I tried that, but it doesn't seem to work:

untom@comp:scikit-learn$ git rebase master
Current branch refactor_scaling is up to date.
untom@comp:scikit-learn$ git push -f
Username for 'https://github.com': untom
Password for 'https://[email protected]': 
Counting objects: 8, done.
Delta compression using up to 8 threads.
Compressing objects: 100% (8/8), done.
Writing objects: 100% (8/8), 2.25 KiB | 0 bytes/s, done.
Total 8 (delta 7), reused 0 (delta 0)
To https://github.com/untom/scikit-learn.git
 + 4c05f6b...6570389 refactor_scaling -> refactor_scaling (forced update)

jnothman · 2015-01-12T00:44:28Z

Your master may not be up-to-date:

In case you need it, first git remote add upstream https://github.com/scikit-learn/scikit-learn

Then

git pull upstream master:master
git checkout refactor_scaling
git rebase master
git push -f

untom · 2015-01-12T16:21:04Z

Thanks, this did the trick! Not sure why it didn't work before (could've sworn I've pulled from upstream before my first try).

amueller · 2015-01-13T19:55:24Z

sklearn/preprocessing/data.py

        self.feature_range = feature_range
        self.copy = copy

-    def fit(self, X, y=None):
+    def fit(self, X, y=None, copy=None):


Why did you add this fit parameter?

amueller · 2015-01-13T19:58:18Z

sklearn/preprocessing/data.py

+        data_range = self._handle_zeros_in_scale(data_range)
+        self.scalefactor_ = data_range / (feature_range[1] - feature_range[0])
+        self.center_ = data_min - feature_range[0] * self.scalefactor_
+
        self.scale_ = (feature_range[1] - feature_range[0]) / data_range


If these are here but not used, I guess they should be read-only attributes maybe to make explicit they they are not used?

I'm not sure what you are referring to. Could you elaborate?

scale_ and min_ are attributes that are set but not used in transform, right?
So an unsuspecting user might try to change min_ to change the behavior of the estimator, but nothing will happen. Also I'm wondering whether these names should be deprecated then.

Also I'm wondering whether these names should be deprecated then.

My original proposal did deprecate these names, but I think the consensus was that it is too late to fundamentally change the existing API.

amueller · 2015-05-15T18:50:27Z

Sorry for the lack of feedback. What is the status here? I lost track a bit.
I want to add a MaxAbsScaler so we can scale sparse data, and I'm wondering if I should wait for this refactoring.

amueller · 2015-05-15T18:52:07Z

So there is a MaxAbsScaler in #2514 ... hum... Are you still working on this?

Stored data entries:
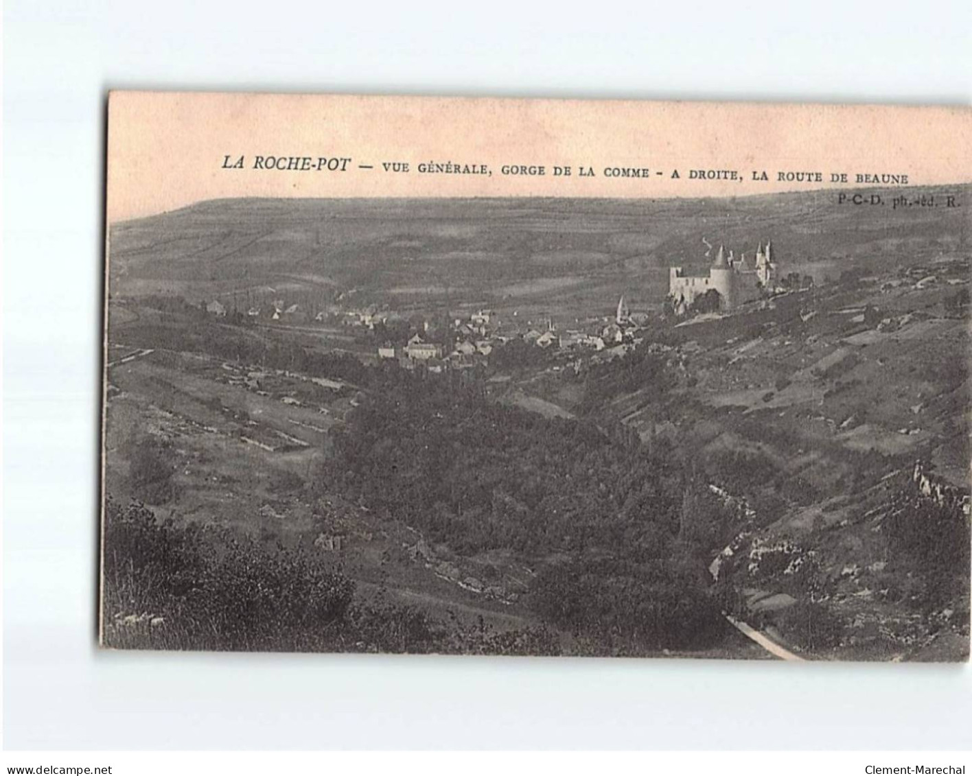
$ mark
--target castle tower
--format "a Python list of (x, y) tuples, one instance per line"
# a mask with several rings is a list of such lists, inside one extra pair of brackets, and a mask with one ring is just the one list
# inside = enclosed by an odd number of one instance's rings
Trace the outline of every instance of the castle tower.
[(715, 261), (709, 271), (712, 287), (719, 292), (722, 297), (723, 307), (732, 307), (736, 303), (733, 293), (733, 270), (726, 261), (725, 249), (720, 245), (719, 251), (715, 254)]

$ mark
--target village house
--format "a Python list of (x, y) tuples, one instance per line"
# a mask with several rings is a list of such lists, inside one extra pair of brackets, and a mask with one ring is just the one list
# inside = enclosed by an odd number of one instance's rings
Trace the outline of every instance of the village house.
[(404, 351), (405, 354), (413, 360), (424, 361), (429, 358), (442, 357), (442, 347), (440, 345), (425, 342), (418, 334), (412, 335)]

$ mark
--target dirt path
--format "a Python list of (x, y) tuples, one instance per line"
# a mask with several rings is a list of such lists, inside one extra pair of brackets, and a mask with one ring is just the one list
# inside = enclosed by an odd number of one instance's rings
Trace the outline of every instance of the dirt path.
[(775, 641), (772, 641), (768, 636), (760, 631), (756, 630), (749, 624), (746, 624), (742, 620), (737, 620), (735, 617), (730, 615), (725, 615), (726, 620), (728, 620), (733, 627), (739, 630), (744, 636), (752, 641), (756, 642), (760, 647), (766, 650), (770, 655), (774, 655), (783, 660), (792, 660), (796, 662), (804, 662), (804, 658), (800, 658), (789, 650), (784, 650)]

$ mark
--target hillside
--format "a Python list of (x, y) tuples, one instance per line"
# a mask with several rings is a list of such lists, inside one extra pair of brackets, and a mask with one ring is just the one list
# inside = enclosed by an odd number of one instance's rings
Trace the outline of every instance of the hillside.
[(260, 288), (322, 300), (354, 289), (364, 301), (399, 308), (505, 301), (585, 311), (626, 293), (632, 305), (646, 307), (664, 297), (670, 265), (705, 265), (704, 238), (751, 254), (757, 241), (772, 237), (786, 271), (819, 281), (849, 264), (904, 259), (916, 249), (954, 250), (967, 226), (967, 209), (891, 213), (835, 203), (833, 191), (667, 200), (214, 200), (114, 224), (110, 291), (173, 292), (198, 302)]

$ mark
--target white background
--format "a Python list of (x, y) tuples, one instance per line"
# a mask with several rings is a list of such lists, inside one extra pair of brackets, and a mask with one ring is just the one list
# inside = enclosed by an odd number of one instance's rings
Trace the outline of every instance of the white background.
[(469, 5), (6, 4), (5, 747), (972, 747), (964, 666), (97, 652), (109, 87), (972, 96), (968, 0)]

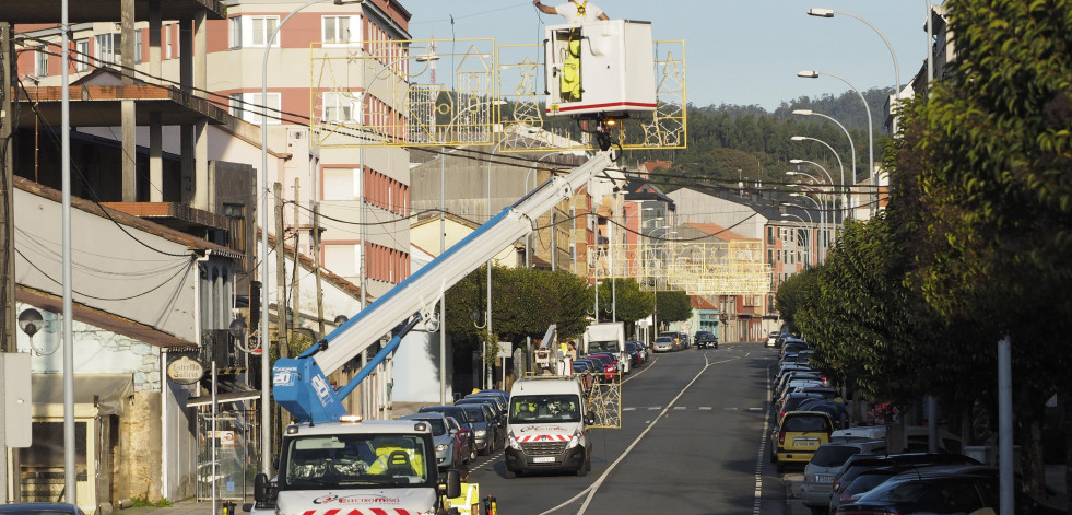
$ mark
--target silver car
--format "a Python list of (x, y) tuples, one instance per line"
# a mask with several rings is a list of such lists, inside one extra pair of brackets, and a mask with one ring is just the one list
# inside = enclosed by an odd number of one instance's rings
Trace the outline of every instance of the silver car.
[(804, 466), (804, 482), (800, 487), (804, 506), (813, 514), (826, 514), (834, 492), (834, 475), (841, 465), (853, 454), (873, 453), (885, 446), (885, 441), (820, 445), (812, 460)]
[(669, 336), (660, 336), (651, 344), (651, 350), (655, 352), (671, 352), (674, 350), (674, 339)]
[(399, 420), (419, 420), (427, 422), (432, 429), (432, 442), (436, 446), (436, 465), (439, 470), (458, 468), (461, 466), (463, 457), (458, 455), (458, 446), (455, 445), (455, 434), (451, 433), (450, 424), (443, 413), (417, 413), (399, 417)]

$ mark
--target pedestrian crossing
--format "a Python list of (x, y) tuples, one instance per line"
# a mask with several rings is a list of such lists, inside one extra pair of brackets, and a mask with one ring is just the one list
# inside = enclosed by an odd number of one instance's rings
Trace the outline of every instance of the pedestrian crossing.
[[(622, 408), (622, 411), (662, 411), (667, 409), (664, 406), (628, 406)], [(714, 406), (673, 406), (669, 408), (672, 411), (747, 411), (747, 412), (759, 412), (766, 411), (765, 408), (741, 408), (738, 406), (727, 406), (722, 408), (716, 408)]]

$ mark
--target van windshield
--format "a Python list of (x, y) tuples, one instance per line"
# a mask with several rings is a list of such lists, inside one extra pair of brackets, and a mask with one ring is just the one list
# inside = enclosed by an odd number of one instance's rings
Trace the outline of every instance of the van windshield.
[(510, 422), (580, 422), (580, 398), (576, 395), (511, 396)]
[(611, 341), (589, 341), (588, 342), (588, 353), (594, 354), (597, 352), (617, 352), (621, 349), (617, 347), (616, 340)]

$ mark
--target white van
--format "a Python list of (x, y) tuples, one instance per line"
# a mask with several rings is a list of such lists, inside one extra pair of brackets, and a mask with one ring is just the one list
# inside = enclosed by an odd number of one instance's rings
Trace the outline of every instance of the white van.
[(510, 388), (506, 478), (528, 471), (591, 469), (588, 426), (596, 423), (576, 377), (523, 377)]

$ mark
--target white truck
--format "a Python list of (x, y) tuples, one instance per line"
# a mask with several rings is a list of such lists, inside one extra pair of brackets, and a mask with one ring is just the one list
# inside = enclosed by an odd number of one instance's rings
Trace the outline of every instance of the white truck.
[(506, 479), (528, 471), (585, 476), (592, 468), (589, 426), (594, 423), (577, 377), (538, 375), (514, 382), (506, 421)]
[(625, 349), (625, 323), (604, 321), (591, 324), (585, 329), (585, 349), (588, 354), (614, 354), (619, 372), (623, 375), (631, 370), (629, 352)]

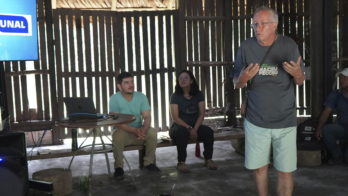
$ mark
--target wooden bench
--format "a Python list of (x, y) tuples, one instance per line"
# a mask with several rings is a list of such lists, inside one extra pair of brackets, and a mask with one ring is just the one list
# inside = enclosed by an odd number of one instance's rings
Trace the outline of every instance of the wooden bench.
[[(220, 141), (222, 140), (232, 140), (233, 139), (237, 139), (238, 138), (244, 138), (245, 137), (245, 134), (244, 131), (236, 131), (235, 132), (231, 132), (229, 133), (217, 133), (214, 134), (214, 141)], [(158, 143), (157, 144), (157, 148), (162, 148), (163, 147), (167, 147), (168, 146), (175, 146), (175, 142), (172, 140), (168, 140), (168, 142), (161, 143)], [(201, 142), (200, 141), (193, 141), (190, 140), (189, 141), (189, 144), (195, 143), (196, 142)], [(95, 147), (96, 149), (102, 149), (101, 146), (97, 146)], [(129, 150), (137, 150), (139, 151), (139, 167), (142, 168), (143, 166), (144, 160), (143, 158), (145, 155), (145, 146), (140, 145), (135, 146), (131, 145), (125, 147), (124, 151), (128, 151)], [(90, 154), (88, 152), (88, 151), (90, 151), (90, 148), (85, 148), (85, 150), (87, 151), (79, 150), (76, 153), (76, 156), (89, 155)], [(112, 152), (112, 151), (111, 149), (108, 151), (107, 152)], [(27, 153), (29, 152), (27, 152)], [(74, 156), (75, 151), (71, 150), (71, 149), (61, 149), (59, 150), (51, 150), (51, 152), (48, 154), (43, 155), (38, 154), (37, 152), (33, 152), (32, 155), (30, 154), (27, 155), (28, 160), (39, 160), (41, 159), (46, 159), (49, 158), (57, 158), (63, 157), (71, 157)], [(104, 152), (95, 152), (95, 154), (103, 153)]]

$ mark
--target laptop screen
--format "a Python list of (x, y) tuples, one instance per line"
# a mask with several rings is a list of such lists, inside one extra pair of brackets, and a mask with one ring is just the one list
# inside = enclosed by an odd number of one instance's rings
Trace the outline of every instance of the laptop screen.
[(71, 118), (97, 118), (92, 97), (63, 97), (66, 115)]

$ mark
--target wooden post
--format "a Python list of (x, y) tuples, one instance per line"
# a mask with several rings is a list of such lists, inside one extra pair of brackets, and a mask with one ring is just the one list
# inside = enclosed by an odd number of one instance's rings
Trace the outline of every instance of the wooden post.
[(319, 117), (324, 100), (323, 0), (310, 0), (311, 114)]
[[(53, 40), (53, 20), (52, 15), (52, 7), (50, 0), (44, 0), (45, 20), (47, 32), (47, 55), (48, 56), (48, 70), (49, 72), (50, 89), (51, 93), (51, 108), (52, 110), (52, 121), (58, 119), (57, 102), (57, 89), (56, 88), (56, 68), (54, 63), (54, 42)], [(45, 108), (45, 111), (49, 111)], [(45, 117), (46, 116), (45, 116)], [(52, 142), (54, 144), (60, 143), (59, 129), (52, 126)]]
[[(225, 0), (224, 1), (224, 7), (225, 16), (226, 19), (225, 21), (225, 32), (224, 32), (225, 41), (224, 45), (223, 57), (224, 61), (231, 62), (233, 60), (232, 55), (232, 4), (231, 1)], [(236, 25), (235, 24), (235, 25)], [(236, 35), (236, 33), (235, 35)], [(235, 37), (234, 39), (238, 39)], [(235, 46), (235, 47), (236, 46)], [(235, 125), (237, 124), (237, 120), (236, 118), (236, 104), (235, 99), (235, 91), (232, 78), (230, 77), (230, 75), (232, 70), (233, 65), (229, 64), (225, 65), (225, 80), (226, 81), (225, 88), (227, 92), (227, 103), (226, 103), (225, 107), (227, 104), (229, 105), (228, 108), (229, 110), (232, 110), (232, 114), (227, 112), (226, 115), (228, 115), (226, 125), (228, 126)]]
[[(325, 87), (323, 89), (324, 96), (323, 99), (325, 100), (327, 95), (332, 91), (333, 81), (334, 75), (332, 75), (332, 26), (333, 15), (333, 3), (331, 0), (324, 0), (323, 2), (323, 25), (324, 28), (324, 80)], [(344, 23), (343, 23), (344, 24)], [(343, 45), (343, 46), (345, 45)], [(324, 105), (321, 104), (317, 106), (319, 109), (322, 109)], [(330, 115), (328, 119), (328, 123), (332, 123), (332, 116)]]

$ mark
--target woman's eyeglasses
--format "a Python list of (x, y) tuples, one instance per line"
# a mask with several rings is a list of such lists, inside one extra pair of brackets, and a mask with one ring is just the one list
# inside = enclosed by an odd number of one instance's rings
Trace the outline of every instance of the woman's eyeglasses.
[(177, 79), (179, 80), (179, 81), (181, 81), (183, 79), (185, 80), (188, 80), (190, 79), (190, 77), (189, 76), (184, 76), (184, 77), (180, 77), (178, 78)]

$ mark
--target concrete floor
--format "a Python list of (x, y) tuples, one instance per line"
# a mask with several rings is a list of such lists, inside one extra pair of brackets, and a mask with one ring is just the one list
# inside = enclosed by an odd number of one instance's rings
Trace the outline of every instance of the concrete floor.
[[(65, 143), (71, 143), (67, 140)], [(61, 145), (69, 148), (69, 144)], [(201, 144), (203, 152), (203, 145)], [(70, 145), (71, 146), (71, 144)], [(209, 170), (203, 166), (202, 157), (195, 156), (195, 146), (187, 148), (186, 164), (191, 172), (181, 173), (176, 170), (175, 147), (161, 148), (156, 151), (157, 164), (162, 170), (159, 175), (151, 174), (139, 168), (137, 151), (125, 152), (130, 166), (136, 188), (133, 185), (129, 170), (125, 164), (125, 179), (115, 180), (108, 176), (104, 154), (95, 155), (93, 167), (92, 191), (93, 196), (156, 196), (169, 193), (174, 184), (174, 195), (251, 196), (256, 195), (253, 182), (253, 172), (244, 167), (244, 157), (237, 153), (230, 141), (215, 142), (213, 160), (218, 168)], [(58, 147), (58, 148), (59, 147)], [(55, 147), (43, 148), (54, 149)], [(113, 175), (113, 158), (108, 154)], [(68, 168), (71, 157), (32, 161), (28, 165), (29, 178), (35, 171), (53, 168)], [(28, 157), (28, 159), (29, 159)], [(79, 190), (79, 174), (88, 173), (89, 156), (76, 157), (71, 171), (73, 191), (70, 196), (88, 195)], [(348, 195), (348, 167), (343, 165), (332, 166), (323, 164), (318, 166), (298, 166), (293, 172), (294, 196)], [(272, 165), (269, 169), (269, 195), (276, 195), (276, 171)], [(31, 189), (31, 196), (34, 195)]]

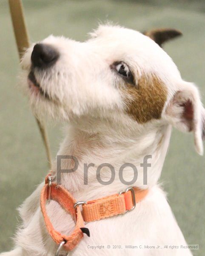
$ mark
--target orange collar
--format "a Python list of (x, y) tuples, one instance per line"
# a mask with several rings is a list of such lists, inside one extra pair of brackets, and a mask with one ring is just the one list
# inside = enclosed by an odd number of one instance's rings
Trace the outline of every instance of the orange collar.
[[(41, 191), (40, 206), (47, 230), (55, 242), (60, 245), (55, 255), (58, 255), (63, 246), (66, 251), (73, 250), (83, 238), (83, 233), (89, 236), (89, 230), (85, 227), (84, 222), (97, 221), (131, 211), (148, 192), (148, 189), (141, 190), (130, 187), (119, 194), (87, 202), (77, 202), (63, 186), (51, 182), (51, 174), (48, 175)], [(47, 200), (50, 199), (58, 202), (75, 220), (75, 228), (71, 235), (62, 235), (53, 227), (46, 208)], [(82, 212), (79, 207), (80, 205), (82, 206)]]

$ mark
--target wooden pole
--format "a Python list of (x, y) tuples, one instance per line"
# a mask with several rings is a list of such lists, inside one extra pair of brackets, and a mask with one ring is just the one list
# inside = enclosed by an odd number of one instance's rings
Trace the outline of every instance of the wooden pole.
[[(26, 49), (29, 47), (29, 40), (26, 25), (23, 6), (21, 0), (9, 0), (13, 26), (18, 48), (20, 60)], [(47, 133), (44, 124), (36, 118), (46, 148), (49, 167), (51, 167), (51, 158)]]

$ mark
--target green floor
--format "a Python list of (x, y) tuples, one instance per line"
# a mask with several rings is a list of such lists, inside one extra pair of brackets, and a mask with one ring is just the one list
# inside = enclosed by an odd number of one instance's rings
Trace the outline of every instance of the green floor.
[[(33, 41), (51, 33), (83, 40), (100, 21), (107, 20), (142, 31), (159, 27), (181, 30), (184, 36), (165, 49), (182, 77), (200, 87), (204, 103), (204, 1), (171, 2), (23, 1)], [(19, 220), (16, 208), (42, 180), (48, 168), (34, 118), (26, 99), (15, 87), (18, 56), (6, 0), (0, 1), (0, 24), (1, 252), (12, 247), (10, 238)], [(62, 138), (60, 127), (50, 124), (48, 128), (53, 156)], [(161, 181), (188, 243), (199, 244), (199, 250), (193, 253), (201, 256), (205, 254), (205, 161), (195, 153), (193, 141), (191, 136), (174, 131)]]

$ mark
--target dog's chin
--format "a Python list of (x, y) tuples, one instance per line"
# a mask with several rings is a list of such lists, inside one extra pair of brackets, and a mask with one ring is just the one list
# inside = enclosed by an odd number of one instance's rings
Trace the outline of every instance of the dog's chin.
[(27, 82), (31, 96), (41, 98), (43, 100), (51, 100), (46, 91), (43, 90), (40, 84), (37, 82), (34, 73), (32, 71), (28, 74)]

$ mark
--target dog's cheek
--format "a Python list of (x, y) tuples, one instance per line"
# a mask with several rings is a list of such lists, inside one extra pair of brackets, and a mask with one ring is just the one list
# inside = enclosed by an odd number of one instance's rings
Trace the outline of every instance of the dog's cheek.
[(127, 84), (122, 90), (126, 112), (138, 123), (142, 124), (161, 118), (167, 90), (157, 76), (142, 76), (138, 80), (137, 87)]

__Job A__.
Answer these questions about the scikit-learn thread above the records:
(i) Which branch was being rebased and force-pushed?
(ii) What command does jnothman give for adding the upstream remote?
(iii) What does amueller want to add so that sparse data can be scaled?
__Job B__.
Decide whether each statement agrees with the scikit-learn thread above the records, and support each verdict with a quotation from the thread:
(i) The first rebase reported that the branch needed no changes.
(ii) The original proposal kept the names scale_ and min_ without deprecating them.
(iii) Delta compression during the push used up to 4 threads.
__Job C__.
Extend the scikit-learn thread above the records, starting after its last comment.

__Exercise result A__.
(i) refactor_scaling
(ii) git remote add upstream https://github.com/scikit-learn/scikit-learn
(iii) A MaxAbsScaler

__Exercise result B__.
(i) Yes: "Current branch refactor_scaling is up to date."
(ii) No: "My original proposal did deprecate these names"
(iii) No: "Delta compression using up to 8 threads."

__Exercise result C__.
untom · 2015-05-15T19:45:45Z

Ok, quick overview of this: My original PR for this was #2514, which added two new scalers (RobustScaler and MaxAbsScaler) and refactored the code to avoid code duplication (plus a few other niceties for the scalers). However according to reviewers that was too big of a change to get it accepted/merged in one bit, so I split it up into several PRs. This one (#3639) was meant to be the first one: it refactors the existing scalers to make it easier to add new ones. However, I never heard back from any reviewers after all of their initial concerns had been addressed.

Thus I decided to submit new scalers first, figuring the code could always be refactored later (when the usefulness of the refactoring became more apparent). In #4125 I tried submitting the RobustScaler without making larger changes to the internal code layout. When that PR also pretty much died the same way as #3639 , I tried pinging reviewers and fixed merge-conflicts with the master branch as they came up. But after a while I pretty much gave up on the whole thing, and thus never submitted a separate MaxAbsScaler PR.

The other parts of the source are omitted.